## TASK DIRECTIONS
Copy word for word the part of the schizophrenia text that opens with "Schizophrenia is so" and closes with "therapy with EFAs.".

(PAGE TEXT Opens)

Adverse outcomes: nutritional status and health

Schizophrenia is so debilitating, even when compensated by drugs, that many people who have it fall into poverty because it interferes with their cognitive and reasoning abilities and especially their social skills. Often homeless or on poverty’s edge, many turn to alcohol or drugs. Compounding the problem is that many people with schizophrenia follow a diet that is deficient in nutrients, high in saturated fats and sugars, and low in essentially fatty acids, a diet associated with worse long-term outcomes (Peet 2004). These findings make it clear that closer monitoring of dietary health would be needed if even people with schizophrenia were to begin long-term therapy with EFAs.


David Horrobin began an entirely new and innovative research direction in the study of schizophrenia – the malfunctioning of the cell membrane in neurons. In order to publish his own research and the work of an expanding network of research physicians intent on developing this new line of study, he apparently needed to establish a new peer-reviewed journal: Prostaglandins, Leukotrienes, and Essential Fatty Acids. Given the historical context, that virtually all psychological research was focused on the role of neurotransmitters in abnormal psychology and the creation of drugs to manipulate them, this is not surprising.

I believe that Horrobin and his colleagues have found the Holy Grail of psychology – an integrative root cause explanation for schizophrenia that takes into consideration all of the manifestations of this horrible syndrome that has wrecked so many people’s lives through the ages. The clinical and case studies have provided ample evidence. The phospholipid hypothesis provides insights into safe, natural treatment protocols that have been tested with some success. It identifies the specific genetic predisposition and the biological/environmental stressors that lead to the progression of the syndrome, thus providing some possible strategies for prevention and very early treatment.

(PAGE TEXT Closes)
(DATA EXTRACT Opens)

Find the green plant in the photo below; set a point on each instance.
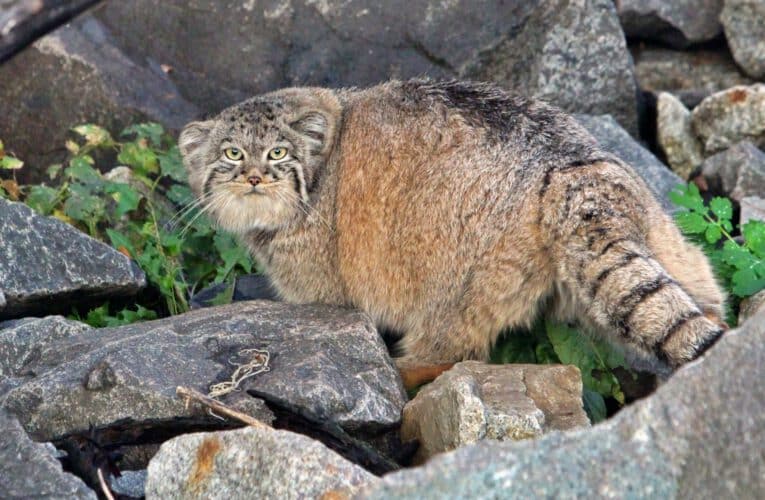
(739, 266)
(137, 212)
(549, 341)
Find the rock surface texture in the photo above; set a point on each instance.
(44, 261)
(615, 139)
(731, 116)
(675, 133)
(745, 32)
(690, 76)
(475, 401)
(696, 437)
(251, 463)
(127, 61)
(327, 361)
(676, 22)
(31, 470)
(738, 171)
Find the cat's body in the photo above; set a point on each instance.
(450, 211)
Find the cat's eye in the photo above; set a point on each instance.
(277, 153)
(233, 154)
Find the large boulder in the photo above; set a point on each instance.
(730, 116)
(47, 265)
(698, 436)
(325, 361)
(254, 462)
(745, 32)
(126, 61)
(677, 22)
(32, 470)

(DATA EXTRACT Closes)
(DATA EXTRACT Opens)

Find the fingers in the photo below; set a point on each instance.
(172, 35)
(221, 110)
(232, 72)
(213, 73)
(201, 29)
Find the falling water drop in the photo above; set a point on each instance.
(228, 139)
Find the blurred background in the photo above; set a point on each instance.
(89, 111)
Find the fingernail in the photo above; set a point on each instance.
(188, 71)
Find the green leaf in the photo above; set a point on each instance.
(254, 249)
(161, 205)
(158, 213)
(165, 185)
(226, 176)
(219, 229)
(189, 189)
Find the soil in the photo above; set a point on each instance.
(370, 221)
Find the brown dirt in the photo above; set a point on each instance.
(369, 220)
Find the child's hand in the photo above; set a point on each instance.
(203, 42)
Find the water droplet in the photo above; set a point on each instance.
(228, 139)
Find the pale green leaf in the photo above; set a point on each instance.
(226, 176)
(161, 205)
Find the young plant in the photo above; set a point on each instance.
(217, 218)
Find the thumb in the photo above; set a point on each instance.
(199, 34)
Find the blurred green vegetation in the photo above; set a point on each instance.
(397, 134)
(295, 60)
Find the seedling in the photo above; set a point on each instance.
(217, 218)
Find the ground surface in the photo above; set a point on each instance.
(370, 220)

(DATA EXTRACT Closes)

## ANSWER BELOW
Schizophrenia is so debilitating, even when compensated by drugs, that many people who have it fall into poverty because it interferes with their cognitive and reasoning abilities and especially their social skills. Often homeless or on poverty’s edge, many turn to alcohol or drugs. Compounding the problem is that many people with schizophrenia follow a diet that is deficient in nutrients, high in saturated fats and sugars, and low in essentially fatty acids, a diet associated with worse long-term outcomes (Peet 2004). These findings make it clear that closer monitoring of dietary health would be needed if even people with schizophrenia were to begin long-term therapy with EFAs.